Problem set »
- 1) In the business context section of the audience analytics overview, write out the passage from "Free (AVOD): Ad-supported, limited" up to and including "to COPPA regulations.", using "connected TV" in place of "smart TV".
- 2) According to the audience analytics overview, what is the monthly price of the Basic tier?
- 3) List every key workload that the audience analytics overview names in its executive summary.

Selected excerpt »
■ ■ ■ ■ ■ ■ ■
Media & Entertainment: Audience Analytics on Microsoft Fabric¶

Executive Summary¶

Attribute	Detail
Vertical	Media & Entertainment (Streaming)
Platform Scale	8M subscribers, 50K content titles, 2B playback events/day
Fabric SKU	F64 (P1 equivalent)
Monthly Cost	~$25,000
Primary ROI	Churn reduction ($4.2M/yr) + Ad revenue optimization ($1.8M/yr)
Compliance	COPPA, GDPR, CCPA
Key Workloads	Eventstream, Eventhouse, Lakehouse, Power BI Direct Lake

Business Context¶

A streaming media platform operates a hybrid monetization model with three tiers:

Free (AVOD): Ad-supported, limited catalog access, 2.1M users
Basic: Ad-free, standard quality, 3.4M subscribers at $9.99/mo
Premium: 4K HDR, offline downloads, family profiles, 2.5M subscribers at $15.99/mo

The platform generates approximately 2 billion playback events daily across web, mobile, smart TV, and gaming console clients. Content spans original productions, licensed movies, live sports, and a growing kids library subject to COPPA regulations.
■ ■ ■ ■ ■ ■ ■
Dataset »

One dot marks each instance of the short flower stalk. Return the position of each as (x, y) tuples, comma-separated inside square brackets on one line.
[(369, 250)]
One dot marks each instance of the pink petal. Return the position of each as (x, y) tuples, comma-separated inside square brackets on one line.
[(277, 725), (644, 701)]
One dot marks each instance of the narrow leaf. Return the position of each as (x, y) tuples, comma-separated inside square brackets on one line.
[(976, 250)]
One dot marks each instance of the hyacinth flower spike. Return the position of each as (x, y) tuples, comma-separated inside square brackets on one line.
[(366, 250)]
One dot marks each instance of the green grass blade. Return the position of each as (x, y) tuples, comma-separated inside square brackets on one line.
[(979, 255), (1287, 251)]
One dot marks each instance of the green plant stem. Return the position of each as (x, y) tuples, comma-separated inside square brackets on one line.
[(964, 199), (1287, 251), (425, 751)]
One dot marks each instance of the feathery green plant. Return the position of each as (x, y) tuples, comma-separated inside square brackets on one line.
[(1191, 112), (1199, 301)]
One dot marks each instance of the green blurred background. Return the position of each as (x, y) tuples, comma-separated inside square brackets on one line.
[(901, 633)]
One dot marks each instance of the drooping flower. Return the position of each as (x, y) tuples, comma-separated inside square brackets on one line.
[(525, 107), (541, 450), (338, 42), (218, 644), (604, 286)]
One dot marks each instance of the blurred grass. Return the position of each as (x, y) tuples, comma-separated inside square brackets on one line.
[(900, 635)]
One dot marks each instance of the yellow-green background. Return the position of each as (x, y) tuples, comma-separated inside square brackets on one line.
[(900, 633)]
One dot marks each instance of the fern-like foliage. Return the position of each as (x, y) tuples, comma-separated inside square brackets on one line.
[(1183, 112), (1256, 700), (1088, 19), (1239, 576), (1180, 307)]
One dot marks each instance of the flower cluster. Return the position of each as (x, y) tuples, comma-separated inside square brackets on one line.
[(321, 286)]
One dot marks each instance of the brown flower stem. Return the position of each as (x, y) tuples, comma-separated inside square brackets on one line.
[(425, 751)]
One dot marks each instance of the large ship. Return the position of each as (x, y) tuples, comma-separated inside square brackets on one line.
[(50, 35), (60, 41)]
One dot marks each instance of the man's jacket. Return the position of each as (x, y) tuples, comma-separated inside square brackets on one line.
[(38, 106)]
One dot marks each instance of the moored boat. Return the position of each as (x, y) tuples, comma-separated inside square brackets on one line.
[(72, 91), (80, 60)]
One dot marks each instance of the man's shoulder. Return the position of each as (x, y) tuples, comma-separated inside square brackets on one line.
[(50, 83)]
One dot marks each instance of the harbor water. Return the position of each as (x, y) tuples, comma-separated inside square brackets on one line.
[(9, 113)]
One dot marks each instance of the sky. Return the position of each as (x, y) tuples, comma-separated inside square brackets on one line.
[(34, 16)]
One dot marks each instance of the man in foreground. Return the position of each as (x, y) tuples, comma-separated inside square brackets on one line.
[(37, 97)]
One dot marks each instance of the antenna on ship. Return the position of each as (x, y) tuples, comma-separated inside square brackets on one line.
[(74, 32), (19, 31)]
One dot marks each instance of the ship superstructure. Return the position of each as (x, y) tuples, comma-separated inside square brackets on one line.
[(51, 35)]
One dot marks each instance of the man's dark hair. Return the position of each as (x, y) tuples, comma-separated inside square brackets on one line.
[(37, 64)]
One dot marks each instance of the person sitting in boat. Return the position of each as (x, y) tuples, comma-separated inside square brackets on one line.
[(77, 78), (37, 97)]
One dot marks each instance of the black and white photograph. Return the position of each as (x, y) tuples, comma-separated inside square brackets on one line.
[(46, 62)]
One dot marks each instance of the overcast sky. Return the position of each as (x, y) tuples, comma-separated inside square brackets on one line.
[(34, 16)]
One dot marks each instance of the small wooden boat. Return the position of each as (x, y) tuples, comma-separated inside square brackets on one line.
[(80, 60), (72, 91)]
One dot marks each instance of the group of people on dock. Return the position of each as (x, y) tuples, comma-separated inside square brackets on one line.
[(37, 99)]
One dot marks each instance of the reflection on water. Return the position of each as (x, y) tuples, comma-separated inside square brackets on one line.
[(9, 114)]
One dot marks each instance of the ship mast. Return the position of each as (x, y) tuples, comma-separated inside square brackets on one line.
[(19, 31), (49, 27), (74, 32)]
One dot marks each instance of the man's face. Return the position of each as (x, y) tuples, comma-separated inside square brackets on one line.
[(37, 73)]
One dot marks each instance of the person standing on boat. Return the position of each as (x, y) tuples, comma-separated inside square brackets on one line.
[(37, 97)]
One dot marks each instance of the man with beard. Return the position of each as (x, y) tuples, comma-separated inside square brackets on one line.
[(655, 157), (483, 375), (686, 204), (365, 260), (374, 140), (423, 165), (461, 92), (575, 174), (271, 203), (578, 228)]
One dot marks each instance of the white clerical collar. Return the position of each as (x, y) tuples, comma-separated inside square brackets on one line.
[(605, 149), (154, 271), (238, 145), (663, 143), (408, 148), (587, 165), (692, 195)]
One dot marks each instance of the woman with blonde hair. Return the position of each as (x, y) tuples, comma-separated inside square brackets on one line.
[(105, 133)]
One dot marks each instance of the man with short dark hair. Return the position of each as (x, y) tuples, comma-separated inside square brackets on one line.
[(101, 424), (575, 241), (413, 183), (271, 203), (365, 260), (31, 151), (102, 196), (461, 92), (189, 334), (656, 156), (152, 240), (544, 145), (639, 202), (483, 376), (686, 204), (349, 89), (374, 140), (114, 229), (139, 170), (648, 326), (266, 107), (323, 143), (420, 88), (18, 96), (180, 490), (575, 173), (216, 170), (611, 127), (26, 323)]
■ ■ ■ ■ ■ ■ ■
Answers to the problems »
- 1)
Free (AVOD): Ad-supported, limited catalog access, 2.1M users
Basic: Ad-free, standard quality, 3.4M subscribers at $9.99/mo
Premium: 4K HDR, offline downloads, family profiles, 2.5M subscribers at $15.99/mo

The platform generates approximately 2 billion playback events daily across web, mobile, connected TV, and gaming console clients. Content spans original productions, licensed movies, live sports, and a growing kids library subject to COPPA regulations.

- 2) $9.99 per month.

- 3) Eventstream, Eventhouse, Lakehouse, Power BI Direct Lake